Written request: Can you retype, without any changes, the data below between the line holding "pixel 616 149." and the line holding "pixel 162 414", inclusive?

Listed records:

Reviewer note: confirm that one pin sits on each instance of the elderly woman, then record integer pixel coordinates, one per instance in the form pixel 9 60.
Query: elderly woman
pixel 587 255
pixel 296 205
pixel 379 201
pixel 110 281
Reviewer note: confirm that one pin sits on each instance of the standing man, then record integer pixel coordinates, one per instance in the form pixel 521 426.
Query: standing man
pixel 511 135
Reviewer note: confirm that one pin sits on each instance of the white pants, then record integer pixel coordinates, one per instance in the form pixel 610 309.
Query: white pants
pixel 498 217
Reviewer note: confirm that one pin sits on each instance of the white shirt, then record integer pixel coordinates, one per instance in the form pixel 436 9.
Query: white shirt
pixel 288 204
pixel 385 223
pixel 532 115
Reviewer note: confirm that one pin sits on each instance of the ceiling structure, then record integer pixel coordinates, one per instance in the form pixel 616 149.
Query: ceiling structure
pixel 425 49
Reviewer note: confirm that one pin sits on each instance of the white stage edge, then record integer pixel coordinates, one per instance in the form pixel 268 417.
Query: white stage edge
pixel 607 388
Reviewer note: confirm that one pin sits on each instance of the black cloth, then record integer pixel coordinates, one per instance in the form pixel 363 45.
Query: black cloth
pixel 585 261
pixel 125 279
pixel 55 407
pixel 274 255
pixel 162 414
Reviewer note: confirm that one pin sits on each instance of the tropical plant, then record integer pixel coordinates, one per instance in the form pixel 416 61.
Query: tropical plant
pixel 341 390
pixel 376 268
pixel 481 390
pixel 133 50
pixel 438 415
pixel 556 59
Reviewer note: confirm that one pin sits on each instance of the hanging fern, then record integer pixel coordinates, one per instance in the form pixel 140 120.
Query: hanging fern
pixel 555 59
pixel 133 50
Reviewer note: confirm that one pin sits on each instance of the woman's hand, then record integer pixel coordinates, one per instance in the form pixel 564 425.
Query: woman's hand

Final result:
Reviewer note: confirm that one pin sits on each instance of the ceiling structure, then record integer pixel coordinates, one per instance in the form pixel 616 149.
Query: ceiling structure
pixel 425 49
Reviewer note: confirm that one pin sits on each instance of the white stage edge, then record integer pixel coordinates, one per instance in the form pixel 268 417.
Query: white stage edge
pixel 607 388
Reviewer note: confirm that one pin sits on each instance of the black cloth, then record integer pixel coordinates, one per instance in the form pixel 363 45.
Query: black cloth
pixel 585 261
pixel 125 279
pixel 55 407
pixel 274 255
pixel 162 414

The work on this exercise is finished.